● PROBLEM REQUIREMENTS:
Output all records precisely as written.

::: INPUT FOR THIS TASK

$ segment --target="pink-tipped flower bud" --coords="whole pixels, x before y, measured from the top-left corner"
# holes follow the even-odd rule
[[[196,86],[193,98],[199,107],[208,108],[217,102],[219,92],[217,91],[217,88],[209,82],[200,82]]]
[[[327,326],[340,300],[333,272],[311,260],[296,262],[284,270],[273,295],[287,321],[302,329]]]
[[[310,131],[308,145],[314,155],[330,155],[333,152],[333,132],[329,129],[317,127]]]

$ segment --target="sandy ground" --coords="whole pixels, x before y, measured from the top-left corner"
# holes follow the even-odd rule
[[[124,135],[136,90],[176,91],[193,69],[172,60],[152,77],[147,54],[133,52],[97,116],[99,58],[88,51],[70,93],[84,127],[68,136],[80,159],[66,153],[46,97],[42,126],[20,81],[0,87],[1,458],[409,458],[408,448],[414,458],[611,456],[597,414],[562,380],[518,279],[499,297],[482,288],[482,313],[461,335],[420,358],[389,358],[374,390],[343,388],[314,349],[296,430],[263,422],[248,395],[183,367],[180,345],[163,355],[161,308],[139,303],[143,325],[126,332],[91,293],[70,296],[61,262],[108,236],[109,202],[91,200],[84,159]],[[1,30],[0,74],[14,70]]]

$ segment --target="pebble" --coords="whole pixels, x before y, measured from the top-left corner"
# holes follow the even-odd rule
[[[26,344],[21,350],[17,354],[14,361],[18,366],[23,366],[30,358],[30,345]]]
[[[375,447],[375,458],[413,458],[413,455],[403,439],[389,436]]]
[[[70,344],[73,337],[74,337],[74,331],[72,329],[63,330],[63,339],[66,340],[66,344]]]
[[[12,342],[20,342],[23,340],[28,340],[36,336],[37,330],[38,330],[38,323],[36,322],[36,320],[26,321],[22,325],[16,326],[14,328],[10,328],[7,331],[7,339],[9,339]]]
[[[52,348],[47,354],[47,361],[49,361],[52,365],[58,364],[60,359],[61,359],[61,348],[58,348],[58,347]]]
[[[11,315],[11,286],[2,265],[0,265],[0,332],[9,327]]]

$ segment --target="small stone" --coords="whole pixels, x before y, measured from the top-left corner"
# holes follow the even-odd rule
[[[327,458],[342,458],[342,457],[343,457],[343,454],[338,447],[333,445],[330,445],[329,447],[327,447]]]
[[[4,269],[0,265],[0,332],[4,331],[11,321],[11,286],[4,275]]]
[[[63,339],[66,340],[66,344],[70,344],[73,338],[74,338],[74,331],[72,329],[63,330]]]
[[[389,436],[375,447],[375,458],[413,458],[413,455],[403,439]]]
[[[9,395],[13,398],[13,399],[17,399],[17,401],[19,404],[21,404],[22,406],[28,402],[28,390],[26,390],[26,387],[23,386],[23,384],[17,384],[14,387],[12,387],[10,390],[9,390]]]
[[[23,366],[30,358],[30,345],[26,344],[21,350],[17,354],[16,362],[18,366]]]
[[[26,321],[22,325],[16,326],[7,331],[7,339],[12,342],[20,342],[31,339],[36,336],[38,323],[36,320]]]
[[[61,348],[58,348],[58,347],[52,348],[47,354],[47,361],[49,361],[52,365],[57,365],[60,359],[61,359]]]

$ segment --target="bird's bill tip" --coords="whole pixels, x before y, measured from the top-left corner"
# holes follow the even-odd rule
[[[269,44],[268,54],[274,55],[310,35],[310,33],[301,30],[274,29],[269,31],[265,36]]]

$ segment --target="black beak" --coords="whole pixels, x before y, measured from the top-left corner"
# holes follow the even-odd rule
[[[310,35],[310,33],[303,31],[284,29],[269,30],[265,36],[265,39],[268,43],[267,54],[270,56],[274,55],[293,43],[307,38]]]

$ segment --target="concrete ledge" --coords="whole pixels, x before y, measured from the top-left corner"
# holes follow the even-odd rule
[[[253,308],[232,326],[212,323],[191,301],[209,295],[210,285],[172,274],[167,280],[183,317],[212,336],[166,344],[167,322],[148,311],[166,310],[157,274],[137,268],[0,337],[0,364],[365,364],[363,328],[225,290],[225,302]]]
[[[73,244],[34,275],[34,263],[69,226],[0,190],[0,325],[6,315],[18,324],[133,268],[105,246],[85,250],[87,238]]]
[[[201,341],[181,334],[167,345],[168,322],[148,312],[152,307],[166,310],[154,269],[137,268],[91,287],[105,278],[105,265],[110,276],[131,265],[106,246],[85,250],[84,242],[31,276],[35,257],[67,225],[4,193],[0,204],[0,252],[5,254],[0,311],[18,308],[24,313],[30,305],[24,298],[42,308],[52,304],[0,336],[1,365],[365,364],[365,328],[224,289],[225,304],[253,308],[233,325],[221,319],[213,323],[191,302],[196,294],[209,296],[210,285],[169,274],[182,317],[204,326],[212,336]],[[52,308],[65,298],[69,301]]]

::::::

● TASK SOLUTION:
$ segment --target="pink-tipped flower bud" --coords="whole pixels, x before y, measured from the top-left corner"
# holes follow the even-odd rule
[[[196,86],[193,98],[199,107],[208,108],[217,102],[219,92],[217,91],[217,88],[209,82],[200,82]]]
[[[327,326],[340,300],[333,272],[311,260],[296,262],[284,270],[273,295],[287,321],[302,329]]]
[[[310,131],[308,145],[314,155],[330,155],[333,152],[333,132],[329,129],[317,127]]]

$ segment --target="sandy ground" --coords="whole pixels, x before y, measured from the top-left corner"
# holes follow the even-odd rule
[[[124,135],[136,90],[176,91],[193,69],[172,60],[152,77],[147,54],[133,52],[97,116],[99,58],[88,51],[70,93],[84,127],[68,136],[80,159],[66,153],[46,97],[42,126],[20,81],[0,87],[1,458],[409,458],[408,448],[414,458],[611,456],[597,414],[562,380],[518,279],[499,297],[482,288],[482,313],[461,335],[420,358],[389,358],[374,390],[343,388],[314,349],[296,430],[263,422],[248,395],[183,367],[180,345],[163,355],[161,308],[139,303],[143,325],[126,332],[91,293],[70,296],[61,262],[108,236],[109,202],[91,200],[84,159]],[[1,30],[0,74],[14,70]]]

$ segment --target="pebble" --coords="whole pixels, x before y, measured from the top-left corner"
# holes follow the even-odd rule
[[[26,344],[21,350],[17,354],[14,361],[18,366],[23,366],[30,358],[30,345]]]
[[[375,447],[375,458],[413,458],[413,455],[403,439],[389,436]]]
[[[70,344],[73,337],[74,337],[74,331],[72,329],[63,330],[63,339],[66,340],[66,344]]]
[[[12,342],[20,342],[23,340],[28,340],[36,336],[37,330],[38,330],[38,323],[36,322],[36,320],[26,321],[22,325],[16,326],[14,328],[10,328],[7,331],[7,339],[9,339]]]
[[[52,348],[47,354],[47,361],[49,361],[52,365],[58,364],[60,359],[61,359],[61,348],[58,348],[58,347]]]
[[[11,315],[11,286],[2,265],[0,265],[0,332],[9,327]]]

$ segment --target="small stone" --coords="whole pixels, x before y, measured from the top-left corner"
# holes follow the even-odd rule
[[[327,458],[342,458],[342,457],[343,457],[343,454],[338,447],[333,445],[330,445],[329,447],[327,447]]]
[[[4,269],[0,265],[0,332],[4,331],[11,321],[11,286],[4,275]]]
[[[63,339],[66,340],[66,344],[70,344],[73,338],[74,338],[74,331],[72,329],[63,330]]]
[[[389,436],[375,447],[375,458],[413,458],[413,455],[403,439]]]
[[[9,395],[13,398],[13,399],[17,399],[17,401],[19,404],[21,404],[22,406],[28,402],[28,390],[26,390],[26,387],[23,386],[23,384],[17,384],[14,387],[12,387],[10,390],[9,390]]]
[[[23,366],[30,358],[30,345],[26,344],[21,350],[17,354],[16,362],[18,366]]]
[[[26,321],[22,325],[16,326],[7,331],[7,339],[12,342],[20,342],[31,339],[36,336],[38,323],[36,320]]]
[[[61,348],[58,348],[58,347],[52,348],[47,354],[47,361],[49,361],[52,365],[57,365],[60,359],[61,359]]]

$ segment --target="bird's bill tip" --coords="whole pixels, x before y, measured from the top-left corner"
# holes follow the even-odd rule
[[[269,44],[268,54],[274,55],[310,35],[310,33],[301,30],[274,29],[269,31],[265,36]]]

$ segment --target="black beak" --coords="whole pixels, x before y, measured from the top-left corner"
# holes follow the even-odd rule
[[[310,35],[310,33],[303,31],[284,29],[269,30],[265,36],[265,39],[268,43],[267,54],[270,56],[274,55],[293,43],[307,38]]]

$ segment --target="concrete ledge" --coords="whole pixels, x before y, measured from the top-left corner"
# holes follow the even-odd rule
[[[253,308],[232,326],[212,323],[191,301],[209,295],[210,285],[172,274],[167,280],[183,317],[212,336],[166,344],[167,322],[148,311],[166,310],[157,274],[137,268],[0,337],[0,364],[365,364],[363,328],[225,290],[225,302]]]
[[[73,244],[34,275],[34,263],[69,226],[0,190],[0,325],[6,315],[18,324],[133,268],[105,246],[85,250],[87,238]]]
[[[201,341],[181,334],[167,345],[168,322],[148,312],[152,307],[166,310],[154,269],[137,268],[91,287],[105,278],[105,265],[110,276],[131,265],[106,246],[85,250],[84,242],[31,276],[35,257],[67,225],[4,193],[0,204],[0,252],[5,254],[0,311],[18,308],[24,313],[30,305],[24,298],[42,308],[52,304],[0,336],[1,365],[365,364],[365,328],[224,289],[225,304],[253,308],[233,325],[221,319],[213,323],[191,302],[196,294],[209,296],[210,285],[169,274],[182,317],[204,326],[212,336]],[[52,308],[65,298],[69,301]]]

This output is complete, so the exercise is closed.